* [Goal]: Copy out only those lines running from the line with "on the utility" to the end of the listing, keeping each one exactly as it is.

(Named object pointing entries)
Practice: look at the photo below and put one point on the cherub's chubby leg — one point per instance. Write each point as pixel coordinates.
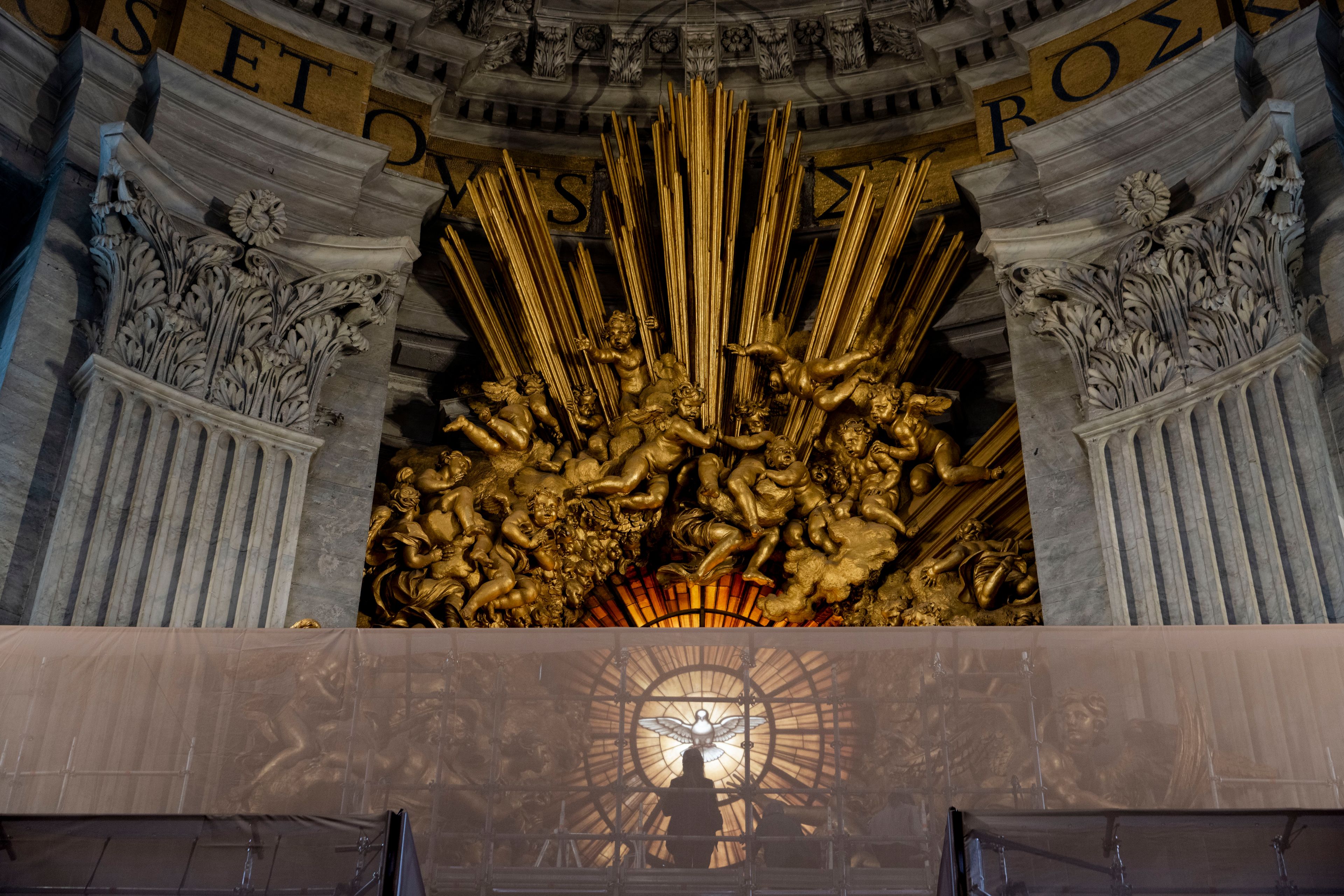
(947, 460)
(521, 597)
(740, 487)
(819, 531)
(710, 467)
(636, 471)
(765, 547)
(299, 742)
(656, 496)
(728, 540)
(480, 551)
(491, 590)
(828, 369)
(512, 436)
(874, 510)
(480, 439)
(831, 399)
(624, 441)
(597, 445)
(462, 503)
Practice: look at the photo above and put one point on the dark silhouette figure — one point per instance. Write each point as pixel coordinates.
(775, 822)
(693, 811)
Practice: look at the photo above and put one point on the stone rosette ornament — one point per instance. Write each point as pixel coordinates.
(257, 218)
(1143, 199)
(663, 41)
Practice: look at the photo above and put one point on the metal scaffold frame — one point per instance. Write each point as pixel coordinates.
(628, 872)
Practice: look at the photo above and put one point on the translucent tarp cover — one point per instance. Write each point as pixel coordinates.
(1216, 852)
(525, 750)
(190, 855)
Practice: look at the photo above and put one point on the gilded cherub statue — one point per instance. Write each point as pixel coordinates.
(806, 379)
(588, 417)
(995, 573)
(452, 511)
(412, 575)
(654, 460)
(874, 477)
(917, 441)
(710, 467)
(763, 488)
(526, 540)
(624, 357)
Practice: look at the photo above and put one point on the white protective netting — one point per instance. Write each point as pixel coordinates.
(484, 735)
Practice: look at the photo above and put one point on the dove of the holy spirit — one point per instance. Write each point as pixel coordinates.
(702, 733)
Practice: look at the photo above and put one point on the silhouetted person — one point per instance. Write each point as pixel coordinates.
(693, 811)
(775, 822)
(897, 819)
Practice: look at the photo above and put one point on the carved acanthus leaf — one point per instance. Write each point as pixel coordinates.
(510, 48)
(889, 37)
(924, 11)
(183, 311)
(1186, 298)
(552, 56)
(775, 49)
(627, 58)
(845, 41)
(701, 54)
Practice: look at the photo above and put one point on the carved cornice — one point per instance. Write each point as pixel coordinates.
(503, 50)
(222, 320)
(627, 61)
(775, 49)
(701, 53)
(894, 37)
(1183, 299)
(845, 41)
(552, 53)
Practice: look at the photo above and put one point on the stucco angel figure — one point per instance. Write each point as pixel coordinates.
(623, 357)
(806, 379)
(525, 542)
(768, 480)
(655, 458)
(701, 733)
(937, 455)
(994, 573)
(873, 472)
(1160, 766)
(413, 577)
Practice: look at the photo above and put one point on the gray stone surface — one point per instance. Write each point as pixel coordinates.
(229, 143)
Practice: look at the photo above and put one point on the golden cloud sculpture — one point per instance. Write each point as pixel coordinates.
(697, 432)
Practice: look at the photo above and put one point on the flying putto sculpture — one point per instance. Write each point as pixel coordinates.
(704, 426)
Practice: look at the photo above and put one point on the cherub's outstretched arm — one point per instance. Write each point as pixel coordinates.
(831, 399)
(828, 369)
(515, 437)
(512, 530)
(768, 351)
(480, 437)
(908, 444)
(945, 564)
(542, 412)
(748, 442)
(790, 476)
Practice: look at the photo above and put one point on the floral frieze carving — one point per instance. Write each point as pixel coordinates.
(1187, 296)
(217, 319)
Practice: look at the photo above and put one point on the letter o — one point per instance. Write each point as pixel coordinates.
(1112, 57)
(420, 135)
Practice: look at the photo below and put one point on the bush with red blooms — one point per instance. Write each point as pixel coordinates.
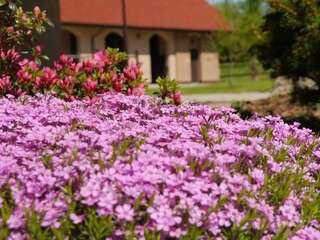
(21, 72)
(70, 79)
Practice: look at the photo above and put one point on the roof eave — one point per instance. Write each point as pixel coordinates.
(69, 23)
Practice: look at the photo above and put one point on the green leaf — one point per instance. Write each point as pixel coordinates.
(3, 2)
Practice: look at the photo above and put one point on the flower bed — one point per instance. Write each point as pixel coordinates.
(125, 167)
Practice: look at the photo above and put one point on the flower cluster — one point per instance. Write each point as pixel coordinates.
(68, 78)
(168, 89)
(127, 167)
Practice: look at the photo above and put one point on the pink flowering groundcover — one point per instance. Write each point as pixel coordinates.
(127, 167)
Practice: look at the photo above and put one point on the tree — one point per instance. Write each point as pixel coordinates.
(290, 40)
(245, 18)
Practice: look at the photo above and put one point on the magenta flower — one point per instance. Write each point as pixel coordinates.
(125, 212)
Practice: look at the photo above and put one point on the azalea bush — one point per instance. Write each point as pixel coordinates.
(21, 58)
(127, 167)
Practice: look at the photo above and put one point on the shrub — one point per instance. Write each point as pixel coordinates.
(69, 79)
(290, 44)
(126, 167)
(21, 72)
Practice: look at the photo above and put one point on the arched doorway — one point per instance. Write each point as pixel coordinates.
(195, 58)
(69, 43)
(158, 53)
(114, 40)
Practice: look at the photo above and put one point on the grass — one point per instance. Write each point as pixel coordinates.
(236, 84)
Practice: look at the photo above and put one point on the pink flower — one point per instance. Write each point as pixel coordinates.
(132, 72)
(10, 29)
(37, 11)
(117, 82)
(38, 50)
(137, 91)
(16, 220)
(125, 212)
(90, 85)
(5, 84)
(176, 97)
(49, 76)
(76, 219)
(102, 58)
(66, 83)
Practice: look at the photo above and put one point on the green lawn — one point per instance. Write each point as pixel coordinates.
(234, 84)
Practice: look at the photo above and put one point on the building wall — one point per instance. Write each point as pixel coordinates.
(91, 39)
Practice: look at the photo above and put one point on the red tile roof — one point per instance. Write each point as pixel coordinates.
(195, 15)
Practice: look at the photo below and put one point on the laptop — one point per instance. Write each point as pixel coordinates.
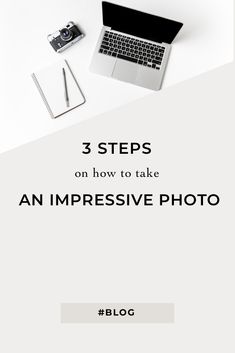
(134, 46)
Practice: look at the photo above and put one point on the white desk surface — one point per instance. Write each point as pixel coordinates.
(205, 42)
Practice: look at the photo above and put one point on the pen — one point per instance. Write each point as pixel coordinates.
(66, 88)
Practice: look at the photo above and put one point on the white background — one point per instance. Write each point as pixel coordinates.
(204, 43)
(183, 255)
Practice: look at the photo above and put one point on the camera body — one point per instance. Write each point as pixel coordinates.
(65, 37)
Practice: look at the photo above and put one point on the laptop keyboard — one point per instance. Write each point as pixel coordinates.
(131, 49)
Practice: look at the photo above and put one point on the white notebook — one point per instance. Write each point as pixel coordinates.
(51, 83)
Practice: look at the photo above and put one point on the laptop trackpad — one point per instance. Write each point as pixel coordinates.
(125, 71)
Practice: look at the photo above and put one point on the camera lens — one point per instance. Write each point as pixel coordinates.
(66, 34)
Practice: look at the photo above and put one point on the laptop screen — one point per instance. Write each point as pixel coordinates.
(139, 24)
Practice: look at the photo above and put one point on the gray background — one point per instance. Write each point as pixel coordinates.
(179, 255)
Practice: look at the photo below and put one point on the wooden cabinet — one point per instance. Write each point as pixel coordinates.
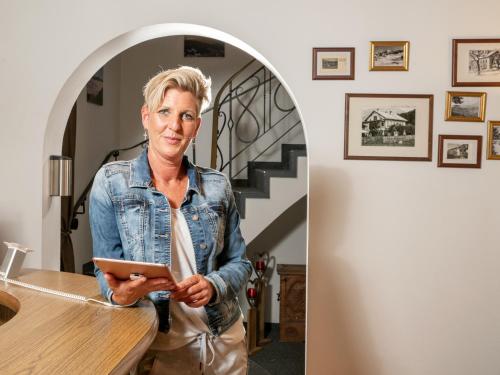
(292, 302)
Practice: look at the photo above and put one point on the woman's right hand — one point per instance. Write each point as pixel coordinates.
(127, 292)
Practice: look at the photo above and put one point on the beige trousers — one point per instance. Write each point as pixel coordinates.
(221, 359)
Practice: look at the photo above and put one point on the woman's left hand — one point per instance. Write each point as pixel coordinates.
(195, 291)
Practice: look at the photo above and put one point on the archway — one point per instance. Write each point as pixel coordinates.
(71, 89)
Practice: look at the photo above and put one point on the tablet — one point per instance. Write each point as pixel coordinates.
(127, 269)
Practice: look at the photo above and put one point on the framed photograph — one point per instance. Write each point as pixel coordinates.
(494, 140)
(476, 62)
(460, 151)
(197, 46)
(388, 127)
(95, 88)
(389, 56)
(465, 106)
(333, 63)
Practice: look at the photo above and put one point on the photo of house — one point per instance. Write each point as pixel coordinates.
(457, 151)
(484, 62)
(393, 126)
(389, 56)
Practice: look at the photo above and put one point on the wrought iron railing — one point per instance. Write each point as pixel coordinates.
(235, 90)
(248, 103)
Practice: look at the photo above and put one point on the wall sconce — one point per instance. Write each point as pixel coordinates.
(61, 176)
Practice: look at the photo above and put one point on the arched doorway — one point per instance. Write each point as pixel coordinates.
(72, 88)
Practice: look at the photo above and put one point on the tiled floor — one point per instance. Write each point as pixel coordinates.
(278, 358)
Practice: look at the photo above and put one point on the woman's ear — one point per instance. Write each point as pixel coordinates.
(197, 128)
(145, 116)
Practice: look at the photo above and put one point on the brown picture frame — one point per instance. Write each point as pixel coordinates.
(333, 66)
(386, 55)
(456, 152)
(465, 68)
(493, 138)
(365, 138)
(458, 111)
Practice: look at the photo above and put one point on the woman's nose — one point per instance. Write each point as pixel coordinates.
(174, 123)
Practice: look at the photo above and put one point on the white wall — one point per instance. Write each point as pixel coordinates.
(285, 242)
(422, 301)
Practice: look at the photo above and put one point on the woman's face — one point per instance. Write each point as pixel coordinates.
(172, 126)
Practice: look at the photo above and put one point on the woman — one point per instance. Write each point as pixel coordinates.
(160, 208)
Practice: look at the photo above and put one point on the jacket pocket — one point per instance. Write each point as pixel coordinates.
(134, 214)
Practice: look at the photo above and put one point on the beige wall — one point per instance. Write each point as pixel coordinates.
(403, 260)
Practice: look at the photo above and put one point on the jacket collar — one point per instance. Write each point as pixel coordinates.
(140, 172)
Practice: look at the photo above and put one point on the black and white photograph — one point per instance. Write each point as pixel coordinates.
(95, 88)
(476, 62)
(484, 62)
(333, 63)
(494, 140)
(465, 106)
(457, 150)
(388, 127)
(197, 46)
(389, 56)
(460, 151)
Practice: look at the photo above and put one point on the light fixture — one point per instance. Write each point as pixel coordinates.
(61, 176)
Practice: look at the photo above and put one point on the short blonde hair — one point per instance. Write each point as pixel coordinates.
(184, 78)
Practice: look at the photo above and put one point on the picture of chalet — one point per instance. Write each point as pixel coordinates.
(457, 151)
(483, 61)
(388, 127)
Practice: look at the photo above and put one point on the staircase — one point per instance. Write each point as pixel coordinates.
(271, 187)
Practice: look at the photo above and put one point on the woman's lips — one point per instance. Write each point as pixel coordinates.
(172, 140)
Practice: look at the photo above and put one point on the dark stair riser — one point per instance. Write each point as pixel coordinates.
(259, 173)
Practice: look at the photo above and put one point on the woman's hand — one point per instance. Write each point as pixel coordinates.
(195, 291)
(126, 292)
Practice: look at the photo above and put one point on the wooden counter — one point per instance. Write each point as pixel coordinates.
(56, 335)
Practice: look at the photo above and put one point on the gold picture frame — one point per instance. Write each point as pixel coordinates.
(476, 62)
(494, 140)
(389, 55)
(465, 106)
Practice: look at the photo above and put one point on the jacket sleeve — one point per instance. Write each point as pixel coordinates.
(106, 241)
(234, 267)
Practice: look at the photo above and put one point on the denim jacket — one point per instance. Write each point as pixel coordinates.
(130, 220)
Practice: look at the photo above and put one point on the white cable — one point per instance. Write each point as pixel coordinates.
(55, 292)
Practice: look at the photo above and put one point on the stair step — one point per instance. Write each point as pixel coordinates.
(260, 172)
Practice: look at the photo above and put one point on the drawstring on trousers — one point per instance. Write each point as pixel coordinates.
(204, 340)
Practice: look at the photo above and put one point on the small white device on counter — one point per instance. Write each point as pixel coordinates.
(13, 260)
(11, 266)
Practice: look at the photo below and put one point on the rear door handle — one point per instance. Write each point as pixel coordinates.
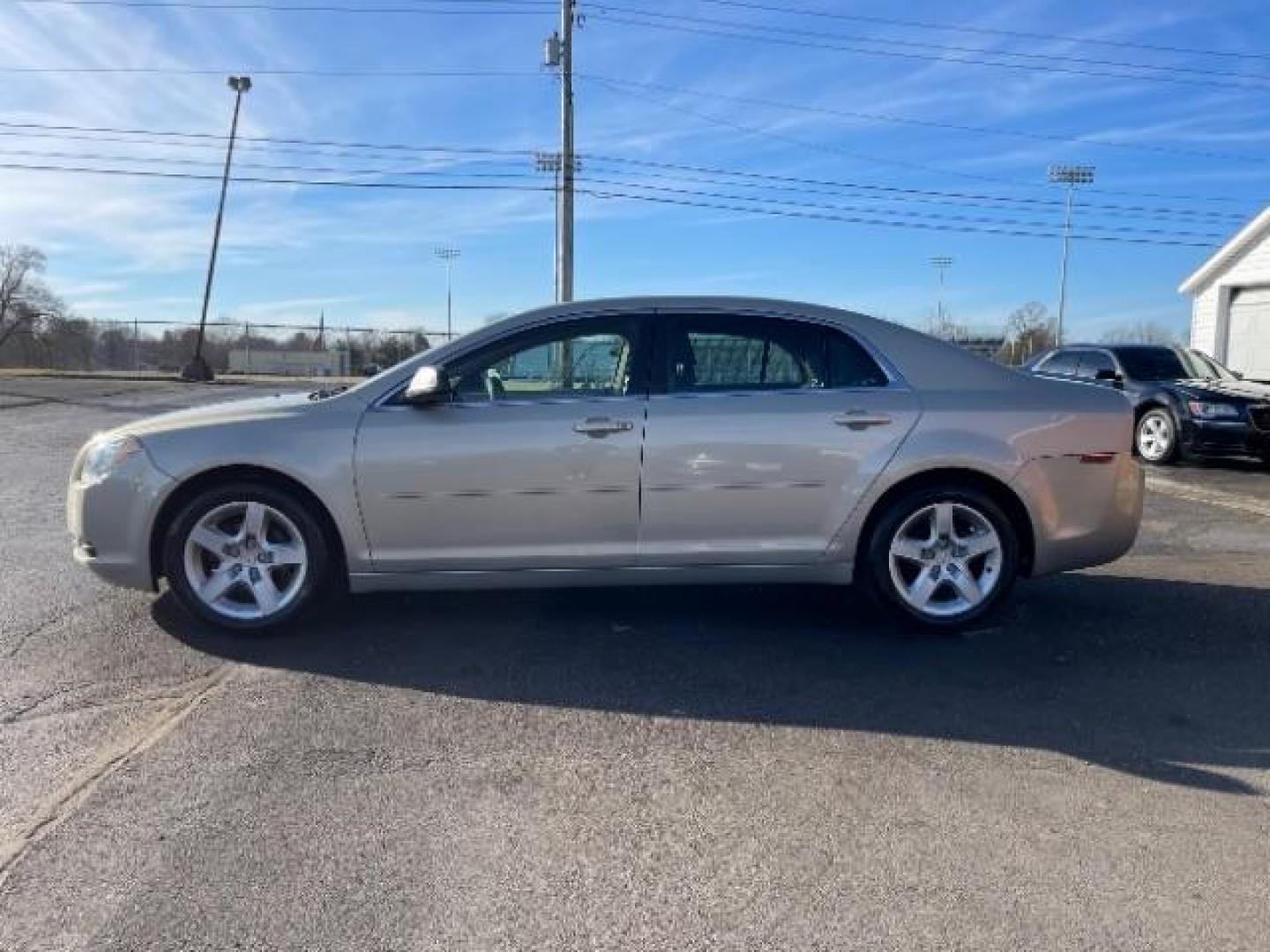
(862, 419)
(597, 427)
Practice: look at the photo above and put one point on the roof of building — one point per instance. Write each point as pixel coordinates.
(1229, 253)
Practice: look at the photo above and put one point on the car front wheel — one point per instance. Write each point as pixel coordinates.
(1157, 437)
(943, 559)
(245, 556)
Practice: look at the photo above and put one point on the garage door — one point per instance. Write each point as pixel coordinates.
(1249, 342)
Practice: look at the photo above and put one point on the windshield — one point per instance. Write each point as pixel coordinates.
(1168, 363)
(1206, 368)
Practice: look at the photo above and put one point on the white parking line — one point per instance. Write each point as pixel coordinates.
(1212, 496)
(117, 755)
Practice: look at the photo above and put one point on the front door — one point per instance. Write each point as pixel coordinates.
(765, 438)
(534, 464)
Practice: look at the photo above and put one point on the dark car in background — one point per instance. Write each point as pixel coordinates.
(1186, 404)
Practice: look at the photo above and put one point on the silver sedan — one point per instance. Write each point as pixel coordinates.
(641, 441)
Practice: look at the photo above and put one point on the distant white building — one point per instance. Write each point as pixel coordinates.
(1231, 309)
(290, 363)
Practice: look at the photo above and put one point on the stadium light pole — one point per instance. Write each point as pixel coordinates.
(940, 263)
(447, 254)
(1070, 175)
(198, 368)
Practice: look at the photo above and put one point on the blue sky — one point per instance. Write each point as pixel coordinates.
(1191, 153)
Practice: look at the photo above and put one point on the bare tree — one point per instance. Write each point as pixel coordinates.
(1140, 333)
(20, 288)
(1030, 331)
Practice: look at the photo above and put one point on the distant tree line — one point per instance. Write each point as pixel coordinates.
(38, 329)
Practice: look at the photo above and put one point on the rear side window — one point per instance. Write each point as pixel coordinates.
(715, 353)
(850, 365)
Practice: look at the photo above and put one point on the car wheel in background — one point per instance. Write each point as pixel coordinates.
(1157, 438)
(245, 556)
(943, 557)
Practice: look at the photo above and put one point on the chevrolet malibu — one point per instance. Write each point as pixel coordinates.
(643, 441)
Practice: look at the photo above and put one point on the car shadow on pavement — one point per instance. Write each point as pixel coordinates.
(1161, 680)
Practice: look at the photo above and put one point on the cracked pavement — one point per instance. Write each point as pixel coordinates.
(729, 768)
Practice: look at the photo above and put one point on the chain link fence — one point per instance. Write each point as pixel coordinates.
(155, 346)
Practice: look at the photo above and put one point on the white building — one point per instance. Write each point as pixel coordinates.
(1231, 309)
(290, 363)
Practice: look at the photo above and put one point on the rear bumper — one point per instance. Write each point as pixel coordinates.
(1084, 513)
(109, 522)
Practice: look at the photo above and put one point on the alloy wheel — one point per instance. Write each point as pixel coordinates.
(245, 560)
(1154, 437)
(945, 560)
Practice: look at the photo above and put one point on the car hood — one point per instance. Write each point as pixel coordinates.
(230, 412)
(1227, 389)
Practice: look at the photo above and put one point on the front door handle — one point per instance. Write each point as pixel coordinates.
(597, 427)
(862, 419)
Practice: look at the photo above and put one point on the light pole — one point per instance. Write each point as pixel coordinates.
(447, 254)
(1070, 175)
(940, 263)
(198, 369)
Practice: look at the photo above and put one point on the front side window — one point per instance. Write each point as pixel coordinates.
(735, 353)
(1094, 362)
(1062, 362)
(578, 360)
(1152, 363)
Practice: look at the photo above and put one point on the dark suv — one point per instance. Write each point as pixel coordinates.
(1186, 403)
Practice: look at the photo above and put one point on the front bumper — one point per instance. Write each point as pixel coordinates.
(1084, 513)
(111, 521)
(1224, 438)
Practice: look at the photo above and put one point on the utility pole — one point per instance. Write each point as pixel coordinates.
(1070, 175)
(559, 55)
(449, 254)
(941, 263)
(197, 368)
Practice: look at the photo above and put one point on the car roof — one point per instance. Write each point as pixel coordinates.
(1117, 348)
(918, 358)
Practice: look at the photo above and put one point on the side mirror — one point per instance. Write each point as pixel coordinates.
(430, 385)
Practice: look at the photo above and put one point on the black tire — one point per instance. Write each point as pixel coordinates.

* [Output]:
Practice: look at the photo above and put one point on the utility pole — one point per instance. Write each point as pixel coordinates.
(1070, 175)
(559, 55)
(449, 254)
(941, 263)
(197, 368)
Practice: look at the photo above and put one point on the car roof — one point per instance. Write each point as pixel coordinates.
(1117, 348)
(918, 358)
Practice: look at the photo above and put one point on the side mirror — one point per instance. Write each point as pixel coordinates.
(430, 385)
Practice: look at the photo above and put one point on the black tire — one point per instance. Write each point as pixel coordinates.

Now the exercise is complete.